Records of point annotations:
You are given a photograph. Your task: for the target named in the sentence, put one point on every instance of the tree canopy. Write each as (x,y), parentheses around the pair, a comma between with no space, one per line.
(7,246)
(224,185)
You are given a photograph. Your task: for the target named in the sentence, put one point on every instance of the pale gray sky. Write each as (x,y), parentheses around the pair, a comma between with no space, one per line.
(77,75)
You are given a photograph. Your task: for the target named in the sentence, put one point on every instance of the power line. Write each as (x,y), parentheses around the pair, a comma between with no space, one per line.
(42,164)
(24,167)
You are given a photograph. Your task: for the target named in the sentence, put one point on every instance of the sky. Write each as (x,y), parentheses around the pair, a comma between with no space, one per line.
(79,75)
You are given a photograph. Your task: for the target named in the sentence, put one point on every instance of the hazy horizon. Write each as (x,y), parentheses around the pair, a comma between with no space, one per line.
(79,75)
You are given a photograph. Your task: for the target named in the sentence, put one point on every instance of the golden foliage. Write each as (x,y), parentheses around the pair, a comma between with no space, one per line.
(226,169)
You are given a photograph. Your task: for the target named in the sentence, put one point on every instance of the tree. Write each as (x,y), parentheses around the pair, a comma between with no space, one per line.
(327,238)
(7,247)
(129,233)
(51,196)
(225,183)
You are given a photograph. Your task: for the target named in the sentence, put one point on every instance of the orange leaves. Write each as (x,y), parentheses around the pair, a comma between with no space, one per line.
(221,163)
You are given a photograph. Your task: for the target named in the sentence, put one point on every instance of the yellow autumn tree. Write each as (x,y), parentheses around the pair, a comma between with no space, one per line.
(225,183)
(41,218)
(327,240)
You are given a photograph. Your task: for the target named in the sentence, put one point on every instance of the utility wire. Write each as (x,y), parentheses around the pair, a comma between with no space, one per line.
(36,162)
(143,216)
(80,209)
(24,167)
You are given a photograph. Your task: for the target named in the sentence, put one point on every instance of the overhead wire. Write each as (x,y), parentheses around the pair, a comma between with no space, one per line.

#### WHAT IS NEEDED
Output all of the records above verbatim, line by line.

#### FULL ANSWER
You are given a photograph. Your task: for the target named in the sentence, put one point on every instance of the tree canopy. Write each as (x,y), parentheses around the pair, a comma between with no space, one per line.
(7,246)
(224,185)
You are given a photograph. Your task: for the target named in the sentence, put one point on every instance of the pale gray sky. Write each as (x,y), parentheses around the pair, a comma between with no space, one per line.
(77,75)
You are given a photograph. Your task: for the target named in the sentence, put one point on every instance of the power line. Write each as (x,y), parentheses around the pair, a comma between with no space, one per line.
(42,164)
(24,167)
You are given a photograph. Your task: for the target named in the sentence, put one point on every instance of the sky. Write each as (x,y), parentheses around the pair, a comma between with no space, one per line.
(79,75)
You are given a photograph. Your task: for the target named in the sentence, put one point on every instance of the hazy horizon. Write each as (x,y), parentheses around the pair, a comma between with no space, one per line.
(79,75)
You are given a photograph. Your task: for the target named in the sentence, put one point on every instance of the golden foliage. Write each as (x,y), parentheses around the pair, a comma between with no space, one per line.
(226,169)
You are given a photograph. Your task: for the target named in the sentence, put one point on every instance of the tree. Write each as (x,y), parentheses around the pair, a comma between with no space, one per line.
(327,238)
(7,247)
(129,233)
(51,196)
(225,183)
You are given a photograph. Your task: for the target named in the sentence, put one point on every instance of the orange leaves. Write each as (x,y), parentheses around the pair, a comma between with no space, one per line.
(221,163)
You are given a photograph. Your task: for the target named in the sentence, put one point on every instance of the yellow autumn tree. Write each as (x,y), parentheses around the pair, a comma between with no space, one per line.
(225,183)
(41,218)
(327,240)
You are given a photograph. Your task: for the target named in the sentence, put one point on every instance of the utility wire. Write each as (x,y), parentheses around the pair, a comma between with no space, one per line.
(36,162)
(143,216)
(80,209)
(24,167)
You are given a photograph. Your task: for the target named in the sentence, put one point on every instance of the overhead wire. Write each as (x,y), parentheses around the pair, a comma between with no space, one per line.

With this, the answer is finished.